= TEXT PASSAGE =
========
Abgeschickt von Paul Trejo am 07 Juni, 2002 um 10:44:41
Antwort auf: Bruno Bauer von A. Klös am 05 Juni, 2002 um 23:09:59:
Dear Carotta Forum,
I am pleased that Andreas Klös shared some writings of Bruno Bauer with us. (I speak German poorly, so I will reply in English.) It is true that Bauer's writings have conclusions similar to the writings of Francesco Carotta, so they may be relevant to this forum. In that spirit, I reply to Andreas Klös as follows:
1. Bruno Bauer today is *not* a well-known name, largely because Karl Marx and Frederick Engels attacked Bauer's positive reputation among freethinkers in 1845. They were followers of Bruno Bauer before 1844, yet because Bauer refused to become a socialist they chose to attack him with a polemic that lowered his reputation among much of the left wing.
2. The right-wing Prussian government of 1843 banned Bruno Bauer from lecturing, and that was the end of Bauer as far as they were concerned. Bauer was the unfortunate victim of a rip-tide of both left-wing and right-wing hatred.
3. The eulogy by Frederick Engels was little help, since Engels was not an expert in Bauer's brilliant New Testament criticisms. Engels tended to patronize Bauer and used that opportunity to advance his own amateur criticism of the New Testament.
4. Today's English reader does not read Marx and Engels for a portrait of Bruno Bauer. Modern scholarship since 1990 depends more on translations of Bauer and the more objective writings of Albert Schweitzer (Von Reimarus zu Wrede, 1902). Schweitzer rejected Bruno Bauer (as he praised Bauer's nemesis, David Strauss), yet he gives us no polemic but an honest opinion as objectively as possible. Bauer, admitted Schweitzer, was a great scholar who wrote the most comprehensive Gospel criticisms of the 19th century.
5. The quotations, provided by Andreas Klös, from Bauer himself, are relevant to the Carotta web site. Bruno Bauer read the ancient poet Horace and found young Roman readers infatuated with Jewish lore, walking to a synagogue on Saturday morning.
========
= INFORMATION SHOWN =
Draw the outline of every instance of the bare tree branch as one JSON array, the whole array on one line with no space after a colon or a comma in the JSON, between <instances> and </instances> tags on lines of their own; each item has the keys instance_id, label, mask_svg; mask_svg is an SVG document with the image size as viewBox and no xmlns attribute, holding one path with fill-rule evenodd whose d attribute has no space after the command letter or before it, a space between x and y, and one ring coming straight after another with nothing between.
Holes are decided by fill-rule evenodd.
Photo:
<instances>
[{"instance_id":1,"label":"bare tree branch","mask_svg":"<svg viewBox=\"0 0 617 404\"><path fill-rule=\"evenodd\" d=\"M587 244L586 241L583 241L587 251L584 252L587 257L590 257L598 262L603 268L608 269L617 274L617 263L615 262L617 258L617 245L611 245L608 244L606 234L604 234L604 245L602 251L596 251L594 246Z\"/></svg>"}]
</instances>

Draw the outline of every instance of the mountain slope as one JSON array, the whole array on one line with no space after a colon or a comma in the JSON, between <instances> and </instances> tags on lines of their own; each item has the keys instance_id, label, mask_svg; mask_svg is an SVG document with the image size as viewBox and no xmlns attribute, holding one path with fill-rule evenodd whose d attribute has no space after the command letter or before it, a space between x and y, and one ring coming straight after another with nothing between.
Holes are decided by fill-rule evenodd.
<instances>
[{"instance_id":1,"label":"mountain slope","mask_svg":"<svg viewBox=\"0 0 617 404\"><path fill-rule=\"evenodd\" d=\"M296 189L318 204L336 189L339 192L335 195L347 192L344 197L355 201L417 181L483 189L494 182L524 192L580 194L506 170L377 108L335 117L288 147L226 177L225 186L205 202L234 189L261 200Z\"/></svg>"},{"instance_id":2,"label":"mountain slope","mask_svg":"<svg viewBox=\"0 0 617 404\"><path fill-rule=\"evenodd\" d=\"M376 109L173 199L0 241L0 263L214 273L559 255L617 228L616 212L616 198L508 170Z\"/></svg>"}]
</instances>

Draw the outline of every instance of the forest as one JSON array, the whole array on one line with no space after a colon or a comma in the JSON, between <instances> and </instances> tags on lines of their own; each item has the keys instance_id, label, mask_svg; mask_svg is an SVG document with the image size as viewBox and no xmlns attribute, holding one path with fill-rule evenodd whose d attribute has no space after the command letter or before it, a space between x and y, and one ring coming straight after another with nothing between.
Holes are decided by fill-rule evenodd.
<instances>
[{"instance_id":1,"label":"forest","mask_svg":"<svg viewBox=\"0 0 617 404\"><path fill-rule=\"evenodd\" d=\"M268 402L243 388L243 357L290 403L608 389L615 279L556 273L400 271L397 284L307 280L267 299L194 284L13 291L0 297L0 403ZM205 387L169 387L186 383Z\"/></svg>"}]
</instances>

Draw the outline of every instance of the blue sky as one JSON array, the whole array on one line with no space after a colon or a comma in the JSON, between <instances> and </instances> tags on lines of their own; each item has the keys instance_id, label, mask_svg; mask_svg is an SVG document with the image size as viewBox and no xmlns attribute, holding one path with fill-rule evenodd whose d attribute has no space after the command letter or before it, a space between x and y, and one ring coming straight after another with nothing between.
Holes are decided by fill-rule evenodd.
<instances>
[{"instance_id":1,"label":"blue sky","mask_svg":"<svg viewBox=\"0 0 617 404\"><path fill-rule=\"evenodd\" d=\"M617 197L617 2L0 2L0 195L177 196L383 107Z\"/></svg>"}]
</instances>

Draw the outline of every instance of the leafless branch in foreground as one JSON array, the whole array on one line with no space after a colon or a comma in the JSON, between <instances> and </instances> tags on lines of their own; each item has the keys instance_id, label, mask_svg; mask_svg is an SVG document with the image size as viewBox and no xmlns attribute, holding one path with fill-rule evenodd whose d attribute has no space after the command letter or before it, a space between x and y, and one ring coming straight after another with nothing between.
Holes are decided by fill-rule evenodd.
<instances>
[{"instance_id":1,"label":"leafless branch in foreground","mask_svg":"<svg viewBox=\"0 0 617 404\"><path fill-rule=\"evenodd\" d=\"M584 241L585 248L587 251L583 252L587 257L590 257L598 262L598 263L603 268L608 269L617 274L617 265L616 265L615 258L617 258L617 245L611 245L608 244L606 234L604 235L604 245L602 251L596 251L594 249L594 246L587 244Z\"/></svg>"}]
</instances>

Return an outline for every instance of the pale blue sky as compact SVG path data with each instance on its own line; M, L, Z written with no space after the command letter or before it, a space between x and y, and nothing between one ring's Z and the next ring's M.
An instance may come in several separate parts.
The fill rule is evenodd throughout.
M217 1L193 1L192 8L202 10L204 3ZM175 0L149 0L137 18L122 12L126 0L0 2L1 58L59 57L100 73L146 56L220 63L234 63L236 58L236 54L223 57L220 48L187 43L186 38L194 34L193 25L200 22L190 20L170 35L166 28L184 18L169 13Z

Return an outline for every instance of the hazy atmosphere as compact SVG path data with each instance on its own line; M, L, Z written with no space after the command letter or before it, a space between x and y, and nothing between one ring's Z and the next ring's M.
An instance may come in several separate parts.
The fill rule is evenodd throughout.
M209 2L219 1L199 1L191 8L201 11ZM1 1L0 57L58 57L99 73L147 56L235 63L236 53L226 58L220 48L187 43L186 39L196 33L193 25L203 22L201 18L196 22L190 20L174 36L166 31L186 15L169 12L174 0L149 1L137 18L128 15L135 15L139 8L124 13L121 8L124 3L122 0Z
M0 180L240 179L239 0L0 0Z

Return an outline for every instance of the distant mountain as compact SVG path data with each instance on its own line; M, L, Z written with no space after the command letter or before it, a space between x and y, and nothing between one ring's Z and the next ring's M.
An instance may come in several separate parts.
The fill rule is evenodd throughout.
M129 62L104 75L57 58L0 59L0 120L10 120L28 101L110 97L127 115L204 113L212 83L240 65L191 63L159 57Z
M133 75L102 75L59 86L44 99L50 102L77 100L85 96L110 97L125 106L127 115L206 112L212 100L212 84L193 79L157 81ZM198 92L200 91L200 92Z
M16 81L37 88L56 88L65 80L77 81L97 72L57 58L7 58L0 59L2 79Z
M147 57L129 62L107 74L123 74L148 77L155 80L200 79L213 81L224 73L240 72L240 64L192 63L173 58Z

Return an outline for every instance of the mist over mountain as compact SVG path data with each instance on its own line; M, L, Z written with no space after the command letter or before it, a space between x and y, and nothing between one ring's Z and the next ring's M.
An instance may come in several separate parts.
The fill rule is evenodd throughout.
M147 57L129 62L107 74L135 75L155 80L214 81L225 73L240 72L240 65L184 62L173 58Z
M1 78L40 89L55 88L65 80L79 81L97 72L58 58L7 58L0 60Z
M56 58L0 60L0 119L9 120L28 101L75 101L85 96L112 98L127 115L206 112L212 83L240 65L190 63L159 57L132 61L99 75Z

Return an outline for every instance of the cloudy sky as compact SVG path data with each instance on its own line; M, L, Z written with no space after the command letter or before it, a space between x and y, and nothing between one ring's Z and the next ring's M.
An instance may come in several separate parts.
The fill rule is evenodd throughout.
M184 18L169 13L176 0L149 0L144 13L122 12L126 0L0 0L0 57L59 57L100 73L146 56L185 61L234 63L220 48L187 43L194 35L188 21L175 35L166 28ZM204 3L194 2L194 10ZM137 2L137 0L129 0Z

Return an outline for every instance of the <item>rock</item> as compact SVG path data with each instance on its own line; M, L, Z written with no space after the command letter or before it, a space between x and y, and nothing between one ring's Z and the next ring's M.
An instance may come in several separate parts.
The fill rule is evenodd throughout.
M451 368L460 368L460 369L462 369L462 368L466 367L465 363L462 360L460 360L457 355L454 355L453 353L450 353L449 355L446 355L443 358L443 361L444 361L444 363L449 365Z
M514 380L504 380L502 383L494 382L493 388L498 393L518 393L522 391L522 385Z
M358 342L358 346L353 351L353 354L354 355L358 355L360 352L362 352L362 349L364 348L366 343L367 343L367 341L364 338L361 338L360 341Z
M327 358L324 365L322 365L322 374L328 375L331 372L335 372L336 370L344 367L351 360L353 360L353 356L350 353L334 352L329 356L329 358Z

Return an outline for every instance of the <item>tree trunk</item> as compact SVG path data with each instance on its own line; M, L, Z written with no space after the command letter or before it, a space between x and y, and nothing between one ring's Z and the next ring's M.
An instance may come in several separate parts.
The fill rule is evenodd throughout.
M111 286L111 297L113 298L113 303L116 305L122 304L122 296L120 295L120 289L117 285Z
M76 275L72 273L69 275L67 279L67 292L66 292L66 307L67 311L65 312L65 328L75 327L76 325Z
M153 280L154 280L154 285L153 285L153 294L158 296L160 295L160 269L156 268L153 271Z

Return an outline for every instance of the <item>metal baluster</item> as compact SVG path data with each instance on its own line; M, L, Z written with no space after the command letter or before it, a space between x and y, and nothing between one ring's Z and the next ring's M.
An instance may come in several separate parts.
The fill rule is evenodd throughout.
========
= TASK =
In the forum post about Bruno Bauer, who is named as Bauer's nemesis? Rely only on the forum post about Bruno Bauer, not on the listing.

= CORRECT OUTPUT =
David Strauss